==== Page excerpt

In my understanding, Dan's claim is that the server is unable to detect
that an authenticator is claiming an incorrect identity and by virtue of
that, if the authenticator claims the false identity to both the peer
and the server, a key will be provided to the authenticator and that
will match the key that the peer derives, even if the identity was part
of the key derivation. This is the problem that I have detailed in my
earlier email and I belive that can be resolved with the text I
proposed. 

Regards,
Vidya

> -----Original Message-----
> From: Lakshminath Dondeti [mailto:ldondeti@xxxxxxxxxxxx] 
> Sent: Saturday, February 17, 2007 9:36 AM
> To: Sam Hartman
> Cc: Narayanan, Vidya; bernarda@xxxxxxxxxxxxx; Dan Harkins; 
> ietf@xxxxxxxx
> Subject: Re: comments on draft-houseley-aaa-key-mgmt-07.txt
> 
> Sam,
> 
> The problem of an entity in the middle giving disparate 
> information to the peer and the server is in fact easier to 
> solve than the problem Vidya summarized.  The disparate 
> information problem has been described in the EAP Keying 
> Framework document and elsewhere too.
> 
> To my understanding, we are beyond that point in the 
> discussion in HOKEY and considering the new case of the 
> entity in the middle lying to both sides and attempting to 
> get a key that another entity in the middle is supposed to get.
> 
> Let me put it this way, both issues are considered problems 
> to address/solve in this case.

========

Continue the mailing-list email about authenticators that claim a false identity during key derivation, starting after its last sentence.

==== Extracted entries

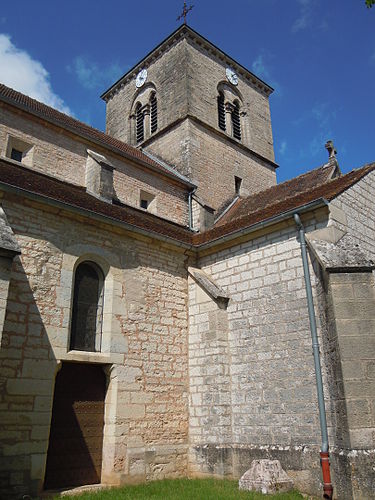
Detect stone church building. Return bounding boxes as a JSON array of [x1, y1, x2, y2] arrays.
[[0, 25, 375, 499]]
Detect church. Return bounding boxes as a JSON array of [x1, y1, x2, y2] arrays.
[[0, 24, 375, 499]]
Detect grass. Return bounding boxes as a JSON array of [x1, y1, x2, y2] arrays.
[[55, 479, 303, 500]]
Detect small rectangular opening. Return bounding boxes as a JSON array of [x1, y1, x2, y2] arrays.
[[234, 175, 242, 196], [139, 189, 155, 213], [5, 135, 34, 166], [10, 148, 22, 161]]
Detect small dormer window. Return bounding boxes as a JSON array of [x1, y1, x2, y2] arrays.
[[232, 101, 241, 141], [150, 94, 158, 134]]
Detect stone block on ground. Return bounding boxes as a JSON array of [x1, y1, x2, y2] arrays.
[[238, 459, 293, 494]]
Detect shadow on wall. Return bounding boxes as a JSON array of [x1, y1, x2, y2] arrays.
[[0, 256, 57, 498]]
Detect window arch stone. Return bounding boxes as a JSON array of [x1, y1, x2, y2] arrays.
[[51, 244, 127, 363], [217, 82, 246, 141], [70, 261, 104, 352], [130, 82, 158, 144]]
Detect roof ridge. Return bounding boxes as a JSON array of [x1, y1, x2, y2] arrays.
[[218, 163, 330, 224], [0, 83, 191, 185]]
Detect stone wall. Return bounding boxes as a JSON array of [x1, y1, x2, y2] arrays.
[[0, 105, 188, 225], [330, 172, 375, 259], [106, 40, 188, 144], [0, 190, 188, 498], [327, 272, 375, 499], [189, 212, 331, 493], [147, 119, 276, 210], [107, 31, 276, 209], [106, 36, 274, 166]]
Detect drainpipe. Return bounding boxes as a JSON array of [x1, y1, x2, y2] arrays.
[[294, 213, 333, 499], [188, 187, 197, 229]]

========

* Result for this task:
> 
> regards,
> Lakshminath
> 
> Sam Hartman wrote:
> > Vidya, I found the model you proposed didn't fit what Dan 
> was talking 
> > about very well.  In particular, Dan wants to focus on problems 
> > resulting from the fact that the name of the authenticator used 
> > between the peer and the authenticator may be different 
> than the name 
> > of the authenticator used between the authenticator and the AAA 
> > server.  That distinction did not figure prominently enough in your 
> > argument that I could tell whether you and Dan are talking 
> about the 
> > same thing nor whether I could even tell if I agreed with you.  I'd 
> > recommend refocusing your model on this distinction; I 
> think once you 
> > do we may well make significant progress on discussing a 
> long-standing 
> > issue.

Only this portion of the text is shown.